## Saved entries
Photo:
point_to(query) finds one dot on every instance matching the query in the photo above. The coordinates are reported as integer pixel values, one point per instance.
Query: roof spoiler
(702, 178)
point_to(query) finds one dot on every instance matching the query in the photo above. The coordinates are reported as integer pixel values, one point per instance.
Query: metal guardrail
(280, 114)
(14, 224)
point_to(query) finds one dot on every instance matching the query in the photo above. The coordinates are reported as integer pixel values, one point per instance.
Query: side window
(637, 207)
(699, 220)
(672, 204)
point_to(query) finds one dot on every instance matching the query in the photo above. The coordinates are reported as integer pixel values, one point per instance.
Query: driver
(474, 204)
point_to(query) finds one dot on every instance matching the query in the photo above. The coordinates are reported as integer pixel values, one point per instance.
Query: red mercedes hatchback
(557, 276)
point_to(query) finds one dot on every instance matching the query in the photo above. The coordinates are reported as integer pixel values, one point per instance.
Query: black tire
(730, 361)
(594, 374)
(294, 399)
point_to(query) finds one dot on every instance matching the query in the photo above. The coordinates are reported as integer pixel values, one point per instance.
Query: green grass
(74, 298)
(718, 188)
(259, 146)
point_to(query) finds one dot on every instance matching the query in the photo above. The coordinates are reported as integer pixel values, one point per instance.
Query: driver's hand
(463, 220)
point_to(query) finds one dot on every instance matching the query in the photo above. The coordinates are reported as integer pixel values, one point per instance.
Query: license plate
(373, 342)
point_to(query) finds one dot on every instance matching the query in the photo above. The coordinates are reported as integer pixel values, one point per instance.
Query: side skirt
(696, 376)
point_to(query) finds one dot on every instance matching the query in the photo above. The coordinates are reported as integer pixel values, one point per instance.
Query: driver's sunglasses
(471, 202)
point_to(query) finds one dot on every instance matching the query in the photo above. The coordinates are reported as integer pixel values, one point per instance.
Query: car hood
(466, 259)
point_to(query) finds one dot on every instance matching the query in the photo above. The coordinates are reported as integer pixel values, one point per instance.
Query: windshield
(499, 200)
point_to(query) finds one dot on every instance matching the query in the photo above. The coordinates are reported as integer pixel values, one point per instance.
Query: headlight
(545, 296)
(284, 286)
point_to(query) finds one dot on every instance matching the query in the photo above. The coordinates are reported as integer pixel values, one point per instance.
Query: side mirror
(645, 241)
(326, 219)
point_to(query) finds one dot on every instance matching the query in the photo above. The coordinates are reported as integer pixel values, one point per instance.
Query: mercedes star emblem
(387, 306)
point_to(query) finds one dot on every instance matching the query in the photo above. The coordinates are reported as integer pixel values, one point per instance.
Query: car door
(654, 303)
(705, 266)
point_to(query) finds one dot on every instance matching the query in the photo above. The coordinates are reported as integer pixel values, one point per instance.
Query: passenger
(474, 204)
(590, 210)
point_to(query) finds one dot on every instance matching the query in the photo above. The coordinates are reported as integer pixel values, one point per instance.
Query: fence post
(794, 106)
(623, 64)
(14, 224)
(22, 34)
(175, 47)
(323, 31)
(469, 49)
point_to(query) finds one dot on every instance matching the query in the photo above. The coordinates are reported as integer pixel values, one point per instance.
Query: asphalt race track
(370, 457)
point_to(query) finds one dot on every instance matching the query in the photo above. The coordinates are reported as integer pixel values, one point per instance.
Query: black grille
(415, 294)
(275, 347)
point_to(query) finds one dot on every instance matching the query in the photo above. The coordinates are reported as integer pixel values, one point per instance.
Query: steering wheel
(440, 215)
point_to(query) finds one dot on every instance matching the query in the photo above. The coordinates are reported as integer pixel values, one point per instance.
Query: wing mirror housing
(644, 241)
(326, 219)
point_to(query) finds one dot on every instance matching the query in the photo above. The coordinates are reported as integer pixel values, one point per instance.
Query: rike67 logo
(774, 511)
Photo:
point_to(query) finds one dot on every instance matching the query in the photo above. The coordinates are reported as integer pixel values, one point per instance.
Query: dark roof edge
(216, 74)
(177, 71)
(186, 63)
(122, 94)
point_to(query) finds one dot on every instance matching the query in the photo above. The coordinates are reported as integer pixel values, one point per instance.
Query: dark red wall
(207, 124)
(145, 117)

## ACTIVITY
Print the data above exactly.

## TASK RESULT
Photo:
point_to(query) finds one dot on every instance matching the query in the photo above. The coordinates are reported as integer pixel values, one point per instance.
Query: roof spoiler
(702, 178)
point_to(query) finds one dot on every instance matching the query in the photo above. The coordinates are reported as integer pixel values, one point per instance.
Query: metal guardrail
(280, 114)
(14, 224)
point_to(query) finds one dot on every instance matching the query in the photo above. The coordinates are reported as integer pixel values, one point per instance.
Query: side window
(637, 207)
(699, 220)
(672, 204)
point_to(query) finds one dot on every instance matching the query in the photo above. The coordinates are reported as integer pixel values, one point per instance.
Query: driver
(474, 204)
point_to(query) finds one dot on every instance matching the query in the photo above. The coordinates are reported as integer pixel values, one point per instance.
Query: red mercedes hatchback
(557, 276)
point_to(query) finds one dot on every instance matching the query in the photo above. The coordinates are reported as integer pixel values, one point per instance.
Query: black tire
(730, 361)
(594, 374)
(294, 399)
point_to(query) finds one dot on every instance matching the query in the photo above. The coordinates are reported as integer pixel values, one point per instance.
Query: green grass
(74, 298)
(718, 188)
(259, 146)
point_to(query) finds one dot on every instance matching the query in the photo above. The coordinates are reported as integer pixel values, one point per instance.
Query: driver's hand
(463, 220)
point_to(query) finds one dot on every instance matching the query in the photo above. The coordinates are reported as integer pixel values, one point per instance.
Query: license plate
(373, 342)
point_to(query) finds one dot on every instance matching the query in the photo above. The coordinates are reported as integer pixel values, one point per instance.
Query: side skirt
(696, 376)
point_to(query) finds one dot on every instance matching the query in the photo above. The coordinates are reported as integer pixel values, one point per instance.
Query: driver's sunglasses
(471, 202)
point_to(query) finds one dot on every instance matching the query in the photo above. The coordinates are reported as integer pixel values, one point per instance.
Query: car hood
(466, 259)
point_to(query) finds one dot on every instance matching the query in the photo above. The coordinates are reported as integer pixel values, one point per instance.
Query: windshield
(499, 200)
point_to(query) finds one dot on every instance matching the query in the photo above. The coordinates are reported as integer pixel values, one point per instance.
Query: headlight
(545, 296)
(284, 286)
point_to(query) finds one dot on every instance matching the query in the photo above. The coordinates are reported as integer pixel values, one point per instance.
Query: side mirror
(645, 241)
(326, 219)
point_to(query) finds one dot on every instance matching the query in the photo above. The coordinates are reported as integer pixel values, one point per instance.
Query: mercedes star emblem
(387, 306)
point_to(query) finds one dot on every instance matching the query in the photo above. The coordinates are reported as integer pixel values, one point per instance.
Query: car door
(654, 303)
(705, 266)
point_to(query) finds one dot on every instance matching the query in the photo above. The coordinates are reported as integer pixel values, one point per instance.
Query: passenger
(474, 204)
(590, 210)
point_to(query) finds one dot on every instance matching the query in the photo above. The coordinates are reported as integer pixel values, one point per instance.
Query: fence post
(794, 106)
(623, 64)
(14, 224)
(22, 34)
(175, 47)
(323, 31)
(469, 49)
point_to(query) finds one dot on every instance matching the query in the photo above. The coordinates are reported as integer pixel values, one point per instance.
Query: asphalt race track
(370, 457)
point_to(query) finds one dot on every instance matching the query in the photo above. The coordinates are reported as integer pixel values, one point per instance.
Query: black grille
(415, 294)
(275, 347)
point_to(query) finds one dot on every instance matching the query in the photo above. The coordinates are reported as integer pixel values, one point per instance.
Query: steering wheel
(440, 215)
point_to(query) finds one dot on every instance matching the query in the photo above. The coordinates are reported as integer pixel values, one point per instance.
Query: wing mirror housing
(644, 241)
(326, 219)
point_to(query) finds one dot on every instance matching the query in the photo above. The coordinates are reported as integer pixel values, one point per instance.
Query: rike67 logo
(774, 511)
Photo:
point_to(query) finds one dot on every instance matching the query in the photo above. The coordinates are reported as integer pixel values, one point per instance.
Query: dark roof edge
(216, 74)
(177, 71)
(186, 63)
(122, 94)
point_to(query) finds one dot on every instance matching the query in the photo above. The coordinates are reported as integer pixel values, one point per instance.
Query: dark red wall
(207, 124)
(145, 117)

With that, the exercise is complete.